## EXTRAIT DU DOCUMENT

2013 vient de s'achever, Jean-François Chougnet se confie sur cette année Capitale Européenne de la Culture. Quels ont été ses coups de coeurs, ses déceptions, ses difficultés mais aussi comment envisage-t-il le prolongement de MP2013 et le rôle qu'il pourrait y jouer.
Votre événement coup de coeur en 2013 ?
"C’est très compliqué mais je dirais le GR2013. Pour moi c’est le résumé de ce que j’aime, individuellement. Il y a un mélange de choses qui, a priori, sur le papier ont tout pour ne pas réussir. Des artistes, la gastronomie, beaucoup de tâches administratives, derrière vous n’imaginez pas la complexité de passer devant 30 000 conseils municipaux.
C’était l’événement le plus compliqué à monter. J’aime individuellement cet événement car pour moi on attend d'une capitale européenne de la culture de l’expérimentation même si ce n'est pas forcément ce qu’on en retient le plus.
Ce qu’on retient ce sont les chiffres, le nombre, le rassemblement des gens. Mais en revanche si dans dix ans on regarde dans le rétroviseur, il restera plus de choses atypiques que de choses classiques. Le Grand Atelier du Midi, on ne s’en souviendra plus, je ne dis pas que c’était pas bien mais on en aura vu d’autres des grandes expos. Ou alors, on verra des choses qu’on a pas repéré sur le moment un jeune artiste qui sera une star dans 10 ans. Alors qu’aujourd’hui en 2013 on ne le remarque pas et on se dira : “La première fois que je l’ai vu c’était à Marseille Provence 2013”. On aura une relecture, ca se passe souvent comme ca dans les grands événements. La lecture historique des événements en instantanée n’est pas forcément le long terme.

## OBJECTIFS
• 1. Dans l'entretien sur Marseille Provence 2013, quel événement Jean-François Chougnet désigne-t-il comme son coup de cœur de l'année ?
• 2. Prolongez l'entretien sur Marseille Provence 2013 à partir de sa dernière phrase.

## DONNÉES FOURNIES

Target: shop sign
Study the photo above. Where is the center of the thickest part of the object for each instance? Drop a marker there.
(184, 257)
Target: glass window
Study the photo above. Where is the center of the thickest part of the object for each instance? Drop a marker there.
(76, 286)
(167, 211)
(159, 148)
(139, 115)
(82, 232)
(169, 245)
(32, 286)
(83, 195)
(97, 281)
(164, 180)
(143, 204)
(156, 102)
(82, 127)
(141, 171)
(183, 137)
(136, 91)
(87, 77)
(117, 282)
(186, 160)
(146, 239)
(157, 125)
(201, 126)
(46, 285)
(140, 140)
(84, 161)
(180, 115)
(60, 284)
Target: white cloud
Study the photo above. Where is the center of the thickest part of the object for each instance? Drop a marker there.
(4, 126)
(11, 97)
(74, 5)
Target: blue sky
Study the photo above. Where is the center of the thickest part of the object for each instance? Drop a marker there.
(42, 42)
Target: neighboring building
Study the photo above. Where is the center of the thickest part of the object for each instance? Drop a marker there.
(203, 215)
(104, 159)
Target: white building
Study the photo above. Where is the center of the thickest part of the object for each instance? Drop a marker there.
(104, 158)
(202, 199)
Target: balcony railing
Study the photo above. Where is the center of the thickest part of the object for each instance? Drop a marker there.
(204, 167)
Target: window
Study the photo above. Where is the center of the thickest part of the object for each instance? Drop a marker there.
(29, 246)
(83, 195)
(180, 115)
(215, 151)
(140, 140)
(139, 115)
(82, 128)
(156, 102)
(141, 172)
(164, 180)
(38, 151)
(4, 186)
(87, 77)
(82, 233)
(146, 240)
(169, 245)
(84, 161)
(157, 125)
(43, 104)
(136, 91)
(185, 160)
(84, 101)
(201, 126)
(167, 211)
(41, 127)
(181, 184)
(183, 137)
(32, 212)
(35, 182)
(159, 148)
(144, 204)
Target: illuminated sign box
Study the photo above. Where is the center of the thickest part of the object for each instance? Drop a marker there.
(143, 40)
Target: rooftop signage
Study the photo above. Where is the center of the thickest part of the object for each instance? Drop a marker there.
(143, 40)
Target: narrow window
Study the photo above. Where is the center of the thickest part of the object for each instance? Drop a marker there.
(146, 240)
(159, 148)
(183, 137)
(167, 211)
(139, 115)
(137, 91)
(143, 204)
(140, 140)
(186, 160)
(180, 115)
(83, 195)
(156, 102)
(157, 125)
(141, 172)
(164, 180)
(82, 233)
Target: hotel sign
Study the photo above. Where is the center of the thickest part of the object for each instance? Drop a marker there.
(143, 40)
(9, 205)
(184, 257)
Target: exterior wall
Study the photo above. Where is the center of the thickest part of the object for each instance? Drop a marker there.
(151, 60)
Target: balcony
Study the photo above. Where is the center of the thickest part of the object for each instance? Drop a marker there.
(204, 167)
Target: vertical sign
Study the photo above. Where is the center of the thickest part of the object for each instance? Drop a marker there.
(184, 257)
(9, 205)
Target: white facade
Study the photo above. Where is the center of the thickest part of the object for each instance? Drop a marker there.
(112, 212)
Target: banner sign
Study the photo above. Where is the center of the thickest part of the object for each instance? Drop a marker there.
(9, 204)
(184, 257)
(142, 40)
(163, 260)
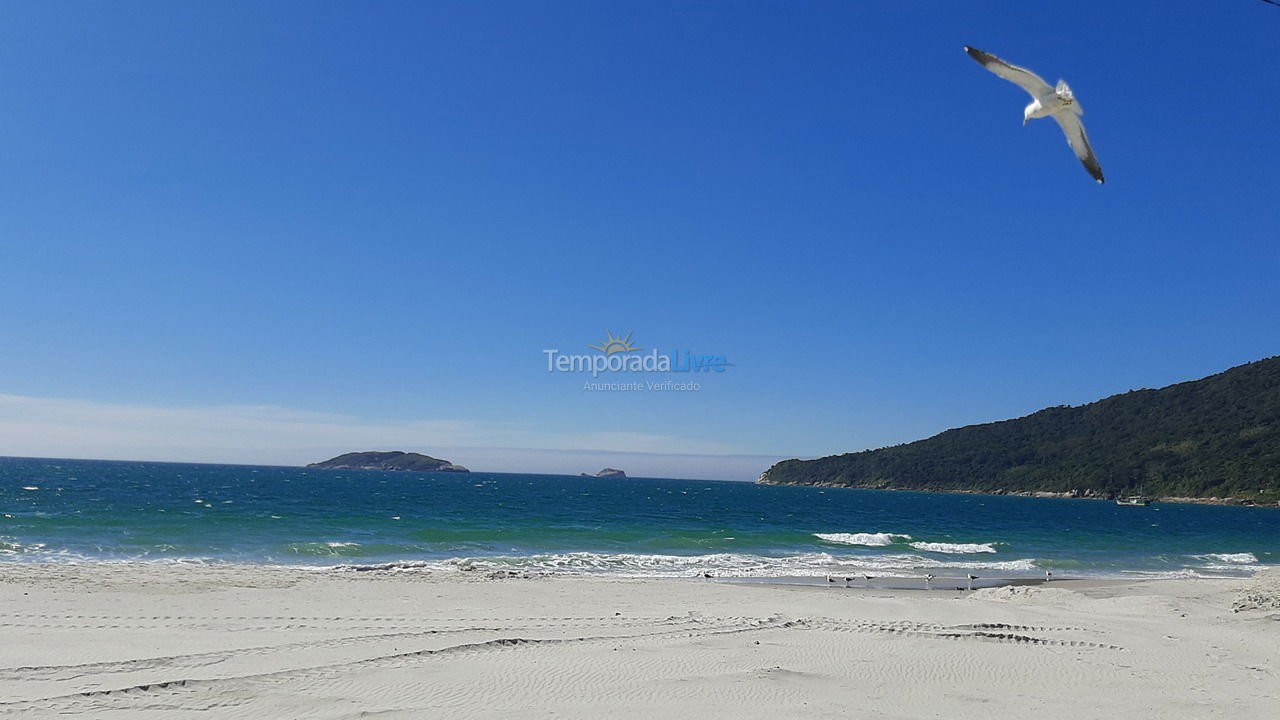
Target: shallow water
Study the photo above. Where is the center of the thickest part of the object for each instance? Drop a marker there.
(82, 510)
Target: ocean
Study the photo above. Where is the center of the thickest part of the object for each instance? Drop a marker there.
(114, 511)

## RÉSULTATS FINAUX
• 1. Le GR2013.

• 2.
"Ma plus grande fierté : avoir accepté jusqu'au dernier moment des projets qui paraissaient bons"
Ce qui m’a beaucoup séduit aussi sur l’année 2013, une chose dont je suis assez fier, peut être même la seule dont je suis fier, c’est la capacité d’avoir accepté jusqu’au dernier moment des projets qui se présentaient et qui paraissaient bons. Par exemple, j’ai adoré Yes we Camp, du OFF… C’est quelque chose dont je suis assez fier, d’être à l’écoute, de les aider en allant voir le Port, en trouvant un peu d’argent... Ce n'était pas inscrit dans le programme de candidature, ni dans la conférence de presse de novembre. Mais ça s’est fait de manière très spontanée avec des gens qui, à priori, n’avaient ni l’âge, ni l’ossature administrative pour monter ça. Et ils l’ont réussi splendidement."
Les événements les plus attendus qui ont le mieux marchés ?
"C’est révélateur de ce qu’est une capitale culturelle et du goût du public extraordinaire qu’il y a ici. C’est le croisement des deux. Capitale Européeenne veut dire qu’il y a des choses qu’on ne refera pas. On a un public qui es râleur ici, on le sait, il est exigeant, mais il peut en même temps s’enthousiasmer aussi vite qu’il râle. C’est quelque chose que je trouve très spécifique. Vous ne trouvez pas ça sur un public parisien, plus blasé peut être parce que l’offre est plus importante, et que les tempéraments ne sont pas les mêmes.
"Ici, quand les gens aiment vous ne pouvez pas les arrêter."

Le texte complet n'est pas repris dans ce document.